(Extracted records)

= Beginning of Section =

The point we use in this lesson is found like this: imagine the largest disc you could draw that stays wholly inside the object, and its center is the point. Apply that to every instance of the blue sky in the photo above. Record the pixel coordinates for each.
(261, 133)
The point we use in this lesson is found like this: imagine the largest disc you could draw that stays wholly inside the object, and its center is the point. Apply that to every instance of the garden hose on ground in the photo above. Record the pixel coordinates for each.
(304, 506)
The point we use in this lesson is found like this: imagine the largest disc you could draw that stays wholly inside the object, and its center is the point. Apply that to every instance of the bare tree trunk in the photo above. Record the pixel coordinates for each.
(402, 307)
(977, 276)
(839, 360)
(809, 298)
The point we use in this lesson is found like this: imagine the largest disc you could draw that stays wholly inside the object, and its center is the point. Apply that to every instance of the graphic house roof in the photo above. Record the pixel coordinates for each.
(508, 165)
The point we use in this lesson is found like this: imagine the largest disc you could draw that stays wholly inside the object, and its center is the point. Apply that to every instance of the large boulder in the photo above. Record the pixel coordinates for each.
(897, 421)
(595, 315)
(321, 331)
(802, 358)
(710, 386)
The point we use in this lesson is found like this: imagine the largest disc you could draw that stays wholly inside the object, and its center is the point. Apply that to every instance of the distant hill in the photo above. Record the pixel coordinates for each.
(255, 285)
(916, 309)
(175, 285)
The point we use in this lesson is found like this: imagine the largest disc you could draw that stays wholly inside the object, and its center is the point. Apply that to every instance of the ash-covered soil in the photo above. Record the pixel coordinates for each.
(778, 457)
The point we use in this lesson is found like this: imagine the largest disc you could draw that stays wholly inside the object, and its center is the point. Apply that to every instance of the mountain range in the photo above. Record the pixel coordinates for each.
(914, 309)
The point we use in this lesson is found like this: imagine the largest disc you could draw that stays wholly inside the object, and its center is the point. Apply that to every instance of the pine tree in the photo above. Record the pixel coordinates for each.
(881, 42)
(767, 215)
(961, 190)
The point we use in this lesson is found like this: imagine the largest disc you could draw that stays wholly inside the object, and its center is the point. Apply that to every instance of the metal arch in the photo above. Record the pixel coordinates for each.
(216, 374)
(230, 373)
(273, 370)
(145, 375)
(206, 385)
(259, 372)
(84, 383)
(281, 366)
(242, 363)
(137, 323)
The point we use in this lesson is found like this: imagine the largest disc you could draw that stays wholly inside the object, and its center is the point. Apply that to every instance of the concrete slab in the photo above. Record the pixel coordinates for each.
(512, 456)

= End of Section =

Your objective:
Exactly repeat the lines from the line that contains "of the large" to the end of the entries, both included, and leave out all other lines.

Answer for the task:
The point we use in this lesson is found like this: imagine the largest disc you could draw that stays wholly inside the object, and its center is the point. Apply that to every instance of the large boulder in the photo above. Record the pixel coordinates for each.
(897, 421)
(595, 315)
(321, 331)
(802, 358)
(710, 386)
The point we use in this lesson is found like this: imagine the largest disc you could draw that stays wholly inside the object, and its center is the point. Apply that to every instance of the distant hill in the photo above. Record the pixel coordinates for each.
(255, 285)
(916, 309)
(175, 285)
The point we use in this lesson is found like this: imagine the largest disc you could draw that stays wholly inside the object, and its center is the point. Apply that to every instance of the ash-covered soil in the photo above. Record the pixel coordinates for each.
(778, 457)
The point we use in this lesson is found like this: imagine the largest disc you could draw that stays wholly inside the object, and its center is the point. Apply that to every instance of the mountain range in the photo above. Record the pixel coordinates for each.
(914, 309)
The point we use in this lesson is found like this: imagine the largest disc you could draw that stays wholly inside the object, and its center is the point. Apply that to every instance of the pine tree in the photo above. Record the pixel coordinates for each.
(881, 42)
(767, 215)
(961, 190)
The point we use in this lesson is found like this: imagine the largest disc you could draw that stays wholly inside the object, and its center is the point. Apply that to every instance of the metal arch in the photo above. Record the pixel coordinates for each.
(216, 374)
(230, 373)
(273, 370)
(145, 375)
(206, 385)
(259, 372)
(84, 383)
(281, 366)
(242, 363)
(137, 323)
The point we use in this lesson is found like this: imagine the largest disc you could draw that stays wholly inside the object, and its center is the point. Apply that to every instance of the concrete slab in the photo above. Record the pixel coordinates for each.
(512, 456)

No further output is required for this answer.